### SOURCE EXTRACT
Benchmark March milling wheat on Paris-based Euronext unofficially closed down 9.00 euros at 222.75 euros a tonne - a fall of 3.9% - after hitting 222.00 euros a tonne in late trade, a price last seen on January 12.

China on Thursday reported an outbreak of African swine fever in the southern province of Guangdong - the country’s first reported cases of the deadly disease in almost three months.

African swine fever ravaged the pig herd in China, the world’s top pork consumer, after the first outbreak in mid-2018, killing millions of hogs. The industry has recovered, however, with the herd growing by 31% year-on-year to 406.5 million head by the end of 2020.

“One must remember the impact that the swine fever crisis had on Chinese grains demand,” a trader said.

Traders also noted intensive competition in export markets ahead of Russia’s planned export tax on February 15.

“The EU will no doubt win more export business because of the Russian tax,” one German trader said. “But Russian wheat is not out of the game yet, as Turkey’s big purchase tender showed today.”

Turkey bought 400,000 tonnes for shipment between Jan. 26 and Feb. 25, with Russian wheat said to be included in the purchase.

“Russian exporters added the tax to their price offers or intend to ship quickly to Turkey before the export tax on Feb. 15, so the Russians are not out of the market despite the upcoming export tax,” the trader added.

“There is also rising competition in other traditional EU export markets, with signs Argentina is selling to Algeria and Australia to South Africa.”

Standard milling wheat with 12% protein for February delivery in Hamburg was offered for sale at around 4 euros over Paris March, against 4.5 euros over on Thursday.

(Source records)
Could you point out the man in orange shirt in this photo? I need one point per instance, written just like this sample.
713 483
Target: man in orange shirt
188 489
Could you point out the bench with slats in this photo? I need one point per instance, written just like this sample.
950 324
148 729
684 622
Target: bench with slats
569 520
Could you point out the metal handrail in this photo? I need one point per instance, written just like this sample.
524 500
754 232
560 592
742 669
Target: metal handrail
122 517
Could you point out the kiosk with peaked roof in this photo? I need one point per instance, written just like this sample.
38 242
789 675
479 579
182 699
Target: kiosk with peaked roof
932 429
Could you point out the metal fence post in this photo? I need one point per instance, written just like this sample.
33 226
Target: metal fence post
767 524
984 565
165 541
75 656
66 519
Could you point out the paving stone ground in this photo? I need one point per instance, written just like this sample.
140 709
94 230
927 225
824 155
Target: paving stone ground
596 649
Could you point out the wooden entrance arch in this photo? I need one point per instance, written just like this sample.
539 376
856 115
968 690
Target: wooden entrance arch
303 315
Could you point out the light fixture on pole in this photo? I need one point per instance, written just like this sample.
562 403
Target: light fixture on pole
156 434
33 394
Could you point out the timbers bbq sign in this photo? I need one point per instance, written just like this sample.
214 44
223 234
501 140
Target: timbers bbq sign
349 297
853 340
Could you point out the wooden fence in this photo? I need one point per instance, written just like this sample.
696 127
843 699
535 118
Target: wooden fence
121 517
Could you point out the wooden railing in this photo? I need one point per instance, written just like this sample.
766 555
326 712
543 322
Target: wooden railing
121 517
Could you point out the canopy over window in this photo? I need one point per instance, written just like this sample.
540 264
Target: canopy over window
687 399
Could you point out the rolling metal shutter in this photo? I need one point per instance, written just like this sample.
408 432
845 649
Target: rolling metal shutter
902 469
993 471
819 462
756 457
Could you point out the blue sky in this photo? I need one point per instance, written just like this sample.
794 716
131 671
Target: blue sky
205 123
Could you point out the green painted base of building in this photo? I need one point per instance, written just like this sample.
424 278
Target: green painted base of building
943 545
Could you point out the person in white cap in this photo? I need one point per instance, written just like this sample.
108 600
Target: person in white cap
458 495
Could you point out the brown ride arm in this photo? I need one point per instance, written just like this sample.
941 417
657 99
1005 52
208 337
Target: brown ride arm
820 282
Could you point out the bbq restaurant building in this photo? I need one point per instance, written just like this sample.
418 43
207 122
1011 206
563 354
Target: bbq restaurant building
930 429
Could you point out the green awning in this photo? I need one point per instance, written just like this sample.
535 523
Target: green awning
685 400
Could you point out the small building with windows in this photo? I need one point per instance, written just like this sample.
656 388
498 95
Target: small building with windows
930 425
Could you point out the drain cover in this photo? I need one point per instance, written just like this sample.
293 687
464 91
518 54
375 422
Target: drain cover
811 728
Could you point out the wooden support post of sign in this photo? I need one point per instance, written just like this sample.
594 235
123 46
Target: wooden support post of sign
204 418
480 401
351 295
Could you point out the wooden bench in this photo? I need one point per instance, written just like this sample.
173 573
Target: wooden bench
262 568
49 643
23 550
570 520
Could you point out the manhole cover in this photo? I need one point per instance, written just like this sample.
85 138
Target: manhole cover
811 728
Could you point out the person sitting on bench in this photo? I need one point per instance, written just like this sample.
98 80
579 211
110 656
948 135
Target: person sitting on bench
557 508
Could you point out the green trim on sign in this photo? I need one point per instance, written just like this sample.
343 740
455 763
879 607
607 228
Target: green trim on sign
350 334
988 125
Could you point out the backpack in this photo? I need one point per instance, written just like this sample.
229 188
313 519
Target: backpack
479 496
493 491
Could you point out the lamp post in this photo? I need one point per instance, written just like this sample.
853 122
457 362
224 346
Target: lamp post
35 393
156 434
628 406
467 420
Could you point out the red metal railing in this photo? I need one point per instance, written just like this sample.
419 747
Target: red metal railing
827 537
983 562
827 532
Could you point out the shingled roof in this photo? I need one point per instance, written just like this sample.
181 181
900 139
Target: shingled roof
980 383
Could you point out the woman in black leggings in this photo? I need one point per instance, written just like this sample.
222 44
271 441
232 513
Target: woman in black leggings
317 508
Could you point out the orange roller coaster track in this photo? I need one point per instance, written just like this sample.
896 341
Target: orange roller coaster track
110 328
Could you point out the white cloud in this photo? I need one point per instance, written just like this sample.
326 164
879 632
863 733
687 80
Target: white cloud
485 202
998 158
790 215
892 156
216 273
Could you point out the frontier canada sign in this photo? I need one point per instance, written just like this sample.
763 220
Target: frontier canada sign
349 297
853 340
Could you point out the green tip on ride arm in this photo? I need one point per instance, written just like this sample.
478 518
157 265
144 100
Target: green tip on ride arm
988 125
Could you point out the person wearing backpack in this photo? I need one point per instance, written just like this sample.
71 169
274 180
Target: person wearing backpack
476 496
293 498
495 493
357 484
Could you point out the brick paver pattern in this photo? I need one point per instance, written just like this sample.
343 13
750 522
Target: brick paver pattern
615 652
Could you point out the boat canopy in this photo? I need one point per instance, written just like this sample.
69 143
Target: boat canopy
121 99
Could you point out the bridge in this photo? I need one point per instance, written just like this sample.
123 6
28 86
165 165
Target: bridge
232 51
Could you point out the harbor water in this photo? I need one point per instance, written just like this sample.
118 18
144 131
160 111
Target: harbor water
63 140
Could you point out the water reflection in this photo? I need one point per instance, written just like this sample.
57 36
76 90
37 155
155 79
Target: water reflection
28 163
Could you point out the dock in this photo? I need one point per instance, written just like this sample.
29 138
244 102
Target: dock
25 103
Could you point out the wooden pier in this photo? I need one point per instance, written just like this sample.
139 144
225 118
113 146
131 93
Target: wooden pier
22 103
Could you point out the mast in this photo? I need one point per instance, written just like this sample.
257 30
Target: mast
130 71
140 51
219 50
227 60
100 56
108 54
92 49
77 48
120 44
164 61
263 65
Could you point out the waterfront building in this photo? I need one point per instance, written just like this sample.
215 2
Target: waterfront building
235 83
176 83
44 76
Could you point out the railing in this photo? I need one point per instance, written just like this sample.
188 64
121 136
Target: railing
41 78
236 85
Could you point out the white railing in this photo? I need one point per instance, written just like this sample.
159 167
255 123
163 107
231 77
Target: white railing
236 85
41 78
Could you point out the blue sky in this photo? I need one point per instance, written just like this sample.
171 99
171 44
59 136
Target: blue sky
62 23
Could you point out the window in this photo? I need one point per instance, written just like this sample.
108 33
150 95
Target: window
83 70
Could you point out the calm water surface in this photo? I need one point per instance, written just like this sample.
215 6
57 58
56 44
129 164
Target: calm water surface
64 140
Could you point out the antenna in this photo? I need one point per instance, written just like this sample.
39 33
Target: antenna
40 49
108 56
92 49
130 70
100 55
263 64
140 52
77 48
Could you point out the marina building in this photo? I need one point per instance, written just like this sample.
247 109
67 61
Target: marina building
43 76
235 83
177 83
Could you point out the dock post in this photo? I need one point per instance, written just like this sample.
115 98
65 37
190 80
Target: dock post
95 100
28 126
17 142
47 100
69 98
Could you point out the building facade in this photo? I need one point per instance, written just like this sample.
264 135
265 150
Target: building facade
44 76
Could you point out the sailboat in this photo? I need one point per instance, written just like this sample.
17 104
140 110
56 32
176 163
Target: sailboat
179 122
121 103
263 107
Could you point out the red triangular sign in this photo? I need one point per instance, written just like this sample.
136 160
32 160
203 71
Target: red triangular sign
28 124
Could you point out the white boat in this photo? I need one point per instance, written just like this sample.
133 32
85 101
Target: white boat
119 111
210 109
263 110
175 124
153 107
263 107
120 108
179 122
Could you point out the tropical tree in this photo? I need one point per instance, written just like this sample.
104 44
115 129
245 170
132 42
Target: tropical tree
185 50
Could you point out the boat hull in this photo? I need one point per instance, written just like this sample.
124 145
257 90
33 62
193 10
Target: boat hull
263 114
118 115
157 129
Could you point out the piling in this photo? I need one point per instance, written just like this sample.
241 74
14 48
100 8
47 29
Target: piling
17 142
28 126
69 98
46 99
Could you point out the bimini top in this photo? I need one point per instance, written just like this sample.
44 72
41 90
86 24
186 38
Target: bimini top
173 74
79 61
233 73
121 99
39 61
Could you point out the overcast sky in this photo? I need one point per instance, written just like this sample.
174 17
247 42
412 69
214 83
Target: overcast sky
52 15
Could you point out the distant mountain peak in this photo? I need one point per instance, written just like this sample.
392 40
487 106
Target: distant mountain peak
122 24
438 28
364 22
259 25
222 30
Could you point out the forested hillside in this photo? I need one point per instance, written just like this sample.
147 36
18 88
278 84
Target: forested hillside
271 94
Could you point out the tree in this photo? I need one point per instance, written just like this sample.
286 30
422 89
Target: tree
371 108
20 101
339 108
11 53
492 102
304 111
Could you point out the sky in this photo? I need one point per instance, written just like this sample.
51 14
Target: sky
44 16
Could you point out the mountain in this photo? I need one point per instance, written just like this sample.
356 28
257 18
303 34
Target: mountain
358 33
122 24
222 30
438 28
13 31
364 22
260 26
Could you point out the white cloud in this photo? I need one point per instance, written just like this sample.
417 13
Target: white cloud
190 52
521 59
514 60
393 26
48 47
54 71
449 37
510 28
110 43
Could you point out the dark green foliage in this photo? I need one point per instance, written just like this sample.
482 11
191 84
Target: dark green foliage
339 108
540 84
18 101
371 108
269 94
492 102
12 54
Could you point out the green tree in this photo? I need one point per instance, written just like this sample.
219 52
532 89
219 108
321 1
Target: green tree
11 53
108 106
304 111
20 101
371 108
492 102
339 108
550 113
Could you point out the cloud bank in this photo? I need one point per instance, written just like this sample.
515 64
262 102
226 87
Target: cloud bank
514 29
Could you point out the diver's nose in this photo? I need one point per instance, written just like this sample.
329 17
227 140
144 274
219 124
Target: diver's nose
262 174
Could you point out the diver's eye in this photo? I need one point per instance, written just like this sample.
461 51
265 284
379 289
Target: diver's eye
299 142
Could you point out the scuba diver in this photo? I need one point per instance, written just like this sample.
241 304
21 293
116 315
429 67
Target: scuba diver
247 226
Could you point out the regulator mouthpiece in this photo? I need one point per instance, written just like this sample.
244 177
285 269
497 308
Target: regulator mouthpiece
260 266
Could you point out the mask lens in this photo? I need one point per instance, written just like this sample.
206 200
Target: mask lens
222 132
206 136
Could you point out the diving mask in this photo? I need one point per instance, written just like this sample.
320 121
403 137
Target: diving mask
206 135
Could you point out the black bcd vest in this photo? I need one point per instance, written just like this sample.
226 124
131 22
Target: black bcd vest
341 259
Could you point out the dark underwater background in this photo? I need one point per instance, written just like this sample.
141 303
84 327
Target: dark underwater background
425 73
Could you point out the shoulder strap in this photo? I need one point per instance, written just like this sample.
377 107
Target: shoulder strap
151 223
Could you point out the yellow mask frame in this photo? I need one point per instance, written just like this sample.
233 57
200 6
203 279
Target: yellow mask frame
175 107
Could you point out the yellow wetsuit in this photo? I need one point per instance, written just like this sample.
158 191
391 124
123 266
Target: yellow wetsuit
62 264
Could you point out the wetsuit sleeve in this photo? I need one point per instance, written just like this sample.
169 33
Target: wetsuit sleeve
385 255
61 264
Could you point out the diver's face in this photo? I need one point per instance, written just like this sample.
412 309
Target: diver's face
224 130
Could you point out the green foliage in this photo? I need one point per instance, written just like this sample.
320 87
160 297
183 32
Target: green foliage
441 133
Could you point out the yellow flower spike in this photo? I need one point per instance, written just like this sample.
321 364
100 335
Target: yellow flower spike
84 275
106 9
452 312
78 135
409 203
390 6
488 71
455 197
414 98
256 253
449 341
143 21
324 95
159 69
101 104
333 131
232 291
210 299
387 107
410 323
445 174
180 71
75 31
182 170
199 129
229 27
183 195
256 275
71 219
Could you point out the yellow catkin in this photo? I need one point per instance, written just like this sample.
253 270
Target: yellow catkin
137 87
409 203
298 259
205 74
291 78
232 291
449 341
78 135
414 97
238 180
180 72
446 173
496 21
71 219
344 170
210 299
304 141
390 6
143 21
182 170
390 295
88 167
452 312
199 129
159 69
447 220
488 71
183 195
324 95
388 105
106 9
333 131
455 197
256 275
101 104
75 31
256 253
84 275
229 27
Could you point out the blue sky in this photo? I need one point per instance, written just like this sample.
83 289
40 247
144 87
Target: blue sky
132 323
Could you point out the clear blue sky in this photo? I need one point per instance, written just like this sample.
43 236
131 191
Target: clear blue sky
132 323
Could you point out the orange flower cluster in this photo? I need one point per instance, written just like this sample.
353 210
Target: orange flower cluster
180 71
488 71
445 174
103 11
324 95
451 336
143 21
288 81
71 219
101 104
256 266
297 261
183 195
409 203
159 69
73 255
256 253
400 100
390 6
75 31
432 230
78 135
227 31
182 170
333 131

### ABOUT THIS TASK
In the wheat market report, how many tonnes of wheat did Turkey buy in its purchase tender?

### THE COMPLETED TASK
400,000 tonnes